— Begin Material shown —

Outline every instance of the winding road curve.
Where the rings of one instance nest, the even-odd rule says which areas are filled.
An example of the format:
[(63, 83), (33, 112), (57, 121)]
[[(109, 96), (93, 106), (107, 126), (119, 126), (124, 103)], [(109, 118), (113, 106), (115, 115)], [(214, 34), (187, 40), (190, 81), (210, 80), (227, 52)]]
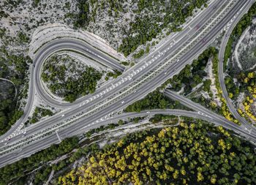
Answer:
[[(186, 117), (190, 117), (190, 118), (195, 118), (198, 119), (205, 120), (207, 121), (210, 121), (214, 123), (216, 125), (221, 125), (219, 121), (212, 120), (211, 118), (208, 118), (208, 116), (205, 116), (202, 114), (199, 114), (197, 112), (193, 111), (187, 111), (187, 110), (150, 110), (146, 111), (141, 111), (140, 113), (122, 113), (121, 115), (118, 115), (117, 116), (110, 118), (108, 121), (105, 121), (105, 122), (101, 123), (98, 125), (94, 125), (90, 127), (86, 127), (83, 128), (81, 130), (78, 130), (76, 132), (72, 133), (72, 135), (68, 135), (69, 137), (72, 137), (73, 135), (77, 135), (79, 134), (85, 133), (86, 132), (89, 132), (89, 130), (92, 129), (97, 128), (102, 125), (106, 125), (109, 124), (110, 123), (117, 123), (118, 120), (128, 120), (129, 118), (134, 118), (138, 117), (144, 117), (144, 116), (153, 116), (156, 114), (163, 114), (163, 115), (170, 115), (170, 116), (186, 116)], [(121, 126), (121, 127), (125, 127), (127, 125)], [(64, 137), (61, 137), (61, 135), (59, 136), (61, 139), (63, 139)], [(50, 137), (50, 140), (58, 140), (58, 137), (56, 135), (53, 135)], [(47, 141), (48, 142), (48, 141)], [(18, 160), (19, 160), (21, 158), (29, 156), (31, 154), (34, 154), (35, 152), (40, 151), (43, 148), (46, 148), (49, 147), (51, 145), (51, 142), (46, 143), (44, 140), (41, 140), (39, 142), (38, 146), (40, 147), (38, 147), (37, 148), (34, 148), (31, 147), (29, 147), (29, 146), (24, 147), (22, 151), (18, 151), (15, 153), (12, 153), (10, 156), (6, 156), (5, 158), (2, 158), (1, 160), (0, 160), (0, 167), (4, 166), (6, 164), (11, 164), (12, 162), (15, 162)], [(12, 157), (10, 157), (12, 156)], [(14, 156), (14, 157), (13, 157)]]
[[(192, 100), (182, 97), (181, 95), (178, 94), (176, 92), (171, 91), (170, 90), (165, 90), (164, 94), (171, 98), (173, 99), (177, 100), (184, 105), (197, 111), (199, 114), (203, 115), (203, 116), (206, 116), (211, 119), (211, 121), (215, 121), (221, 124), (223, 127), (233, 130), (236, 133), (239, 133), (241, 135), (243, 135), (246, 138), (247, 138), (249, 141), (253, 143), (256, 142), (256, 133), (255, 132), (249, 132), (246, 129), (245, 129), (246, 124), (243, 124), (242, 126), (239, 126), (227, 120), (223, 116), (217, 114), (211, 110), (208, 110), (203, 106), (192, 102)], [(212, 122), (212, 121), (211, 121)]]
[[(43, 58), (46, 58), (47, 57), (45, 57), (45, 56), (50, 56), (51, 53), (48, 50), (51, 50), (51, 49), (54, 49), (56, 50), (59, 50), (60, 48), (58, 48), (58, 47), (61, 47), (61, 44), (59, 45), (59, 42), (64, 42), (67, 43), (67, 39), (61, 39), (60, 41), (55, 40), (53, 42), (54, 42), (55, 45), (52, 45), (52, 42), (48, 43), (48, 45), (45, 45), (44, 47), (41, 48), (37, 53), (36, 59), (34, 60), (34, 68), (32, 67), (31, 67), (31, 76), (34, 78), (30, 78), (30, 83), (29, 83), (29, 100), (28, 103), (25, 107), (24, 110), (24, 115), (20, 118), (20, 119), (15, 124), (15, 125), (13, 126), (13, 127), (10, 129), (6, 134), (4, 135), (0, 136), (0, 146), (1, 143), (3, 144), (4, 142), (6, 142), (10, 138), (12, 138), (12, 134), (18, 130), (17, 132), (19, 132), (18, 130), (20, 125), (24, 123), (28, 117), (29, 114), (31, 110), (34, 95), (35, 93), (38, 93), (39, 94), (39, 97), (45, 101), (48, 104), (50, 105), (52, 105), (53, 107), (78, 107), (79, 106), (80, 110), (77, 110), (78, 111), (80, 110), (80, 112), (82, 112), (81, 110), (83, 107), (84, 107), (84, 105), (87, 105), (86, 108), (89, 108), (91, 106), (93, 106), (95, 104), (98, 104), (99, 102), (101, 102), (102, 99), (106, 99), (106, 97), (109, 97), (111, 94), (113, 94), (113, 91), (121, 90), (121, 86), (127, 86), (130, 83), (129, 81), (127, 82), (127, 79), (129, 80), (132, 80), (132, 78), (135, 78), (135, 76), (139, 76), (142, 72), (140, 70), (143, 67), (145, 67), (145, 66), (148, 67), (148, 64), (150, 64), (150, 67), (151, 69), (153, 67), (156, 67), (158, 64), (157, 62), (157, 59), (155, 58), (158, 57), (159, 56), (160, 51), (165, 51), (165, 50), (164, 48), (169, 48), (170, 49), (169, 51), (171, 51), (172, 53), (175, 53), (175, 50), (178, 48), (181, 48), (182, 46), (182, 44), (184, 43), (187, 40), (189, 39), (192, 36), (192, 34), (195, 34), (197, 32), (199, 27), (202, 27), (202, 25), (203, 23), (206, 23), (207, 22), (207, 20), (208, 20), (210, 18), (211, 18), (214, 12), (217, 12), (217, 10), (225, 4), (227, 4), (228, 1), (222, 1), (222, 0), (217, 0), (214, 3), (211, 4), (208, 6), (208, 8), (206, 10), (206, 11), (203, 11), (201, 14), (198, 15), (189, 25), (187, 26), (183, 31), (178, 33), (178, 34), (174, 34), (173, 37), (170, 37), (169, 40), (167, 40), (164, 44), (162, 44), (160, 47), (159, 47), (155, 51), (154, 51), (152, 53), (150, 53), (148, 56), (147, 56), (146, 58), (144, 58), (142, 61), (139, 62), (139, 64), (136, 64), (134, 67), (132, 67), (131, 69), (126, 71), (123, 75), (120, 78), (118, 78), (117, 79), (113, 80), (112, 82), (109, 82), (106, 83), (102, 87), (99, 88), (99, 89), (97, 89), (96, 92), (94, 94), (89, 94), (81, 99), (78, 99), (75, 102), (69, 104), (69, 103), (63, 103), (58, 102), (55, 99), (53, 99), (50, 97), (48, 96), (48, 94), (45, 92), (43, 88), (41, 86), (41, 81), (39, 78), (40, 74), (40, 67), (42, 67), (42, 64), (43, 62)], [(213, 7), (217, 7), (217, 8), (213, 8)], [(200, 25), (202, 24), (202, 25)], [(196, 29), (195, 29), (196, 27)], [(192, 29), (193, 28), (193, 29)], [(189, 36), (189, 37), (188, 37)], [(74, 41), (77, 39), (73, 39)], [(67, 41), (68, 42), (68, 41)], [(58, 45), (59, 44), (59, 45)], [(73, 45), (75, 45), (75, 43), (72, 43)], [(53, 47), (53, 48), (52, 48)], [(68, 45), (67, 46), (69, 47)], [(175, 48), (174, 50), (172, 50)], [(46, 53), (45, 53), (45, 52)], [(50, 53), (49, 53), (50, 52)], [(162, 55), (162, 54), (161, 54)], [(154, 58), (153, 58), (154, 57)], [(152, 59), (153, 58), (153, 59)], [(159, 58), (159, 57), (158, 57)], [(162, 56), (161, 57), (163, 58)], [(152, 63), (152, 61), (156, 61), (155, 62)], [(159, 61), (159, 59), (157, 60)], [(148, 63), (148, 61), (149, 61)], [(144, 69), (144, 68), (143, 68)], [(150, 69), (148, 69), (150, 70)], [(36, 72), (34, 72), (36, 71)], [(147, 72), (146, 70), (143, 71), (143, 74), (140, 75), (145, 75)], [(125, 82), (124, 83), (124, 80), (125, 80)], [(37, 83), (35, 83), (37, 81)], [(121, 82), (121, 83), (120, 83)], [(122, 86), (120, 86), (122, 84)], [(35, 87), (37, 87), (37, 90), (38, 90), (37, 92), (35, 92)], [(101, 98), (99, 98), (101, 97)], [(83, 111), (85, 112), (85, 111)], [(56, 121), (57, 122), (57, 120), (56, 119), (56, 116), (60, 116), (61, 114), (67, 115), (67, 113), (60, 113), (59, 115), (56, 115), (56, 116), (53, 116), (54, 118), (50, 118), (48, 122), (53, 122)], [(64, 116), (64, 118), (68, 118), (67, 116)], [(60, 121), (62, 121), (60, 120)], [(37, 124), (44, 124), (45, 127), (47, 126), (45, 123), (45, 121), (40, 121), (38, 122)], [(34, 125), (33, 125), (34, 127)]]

— End Material shown —

* **Stated exercise**
Copy the records from the very start through the line containing "80), (227, 52)]]", swapping "instance" for "occurrence" and leaving everything else as it is.

* **Written response**
Outline every occurrence of the winding road curve.
Where the rings of one occurrence nest, the even-odd rule says which areas are filled.
An example of the format:
[(63, 83), (33, 112), (57, 121)]
[[(109, 96), (93, 106), (107, 126), (119, 126), (124, 103)], [(109, 118), (113, 106), (115, 115)], [(214, 34), (187, 40), (190, 81), (210, 80), (227, 52)]]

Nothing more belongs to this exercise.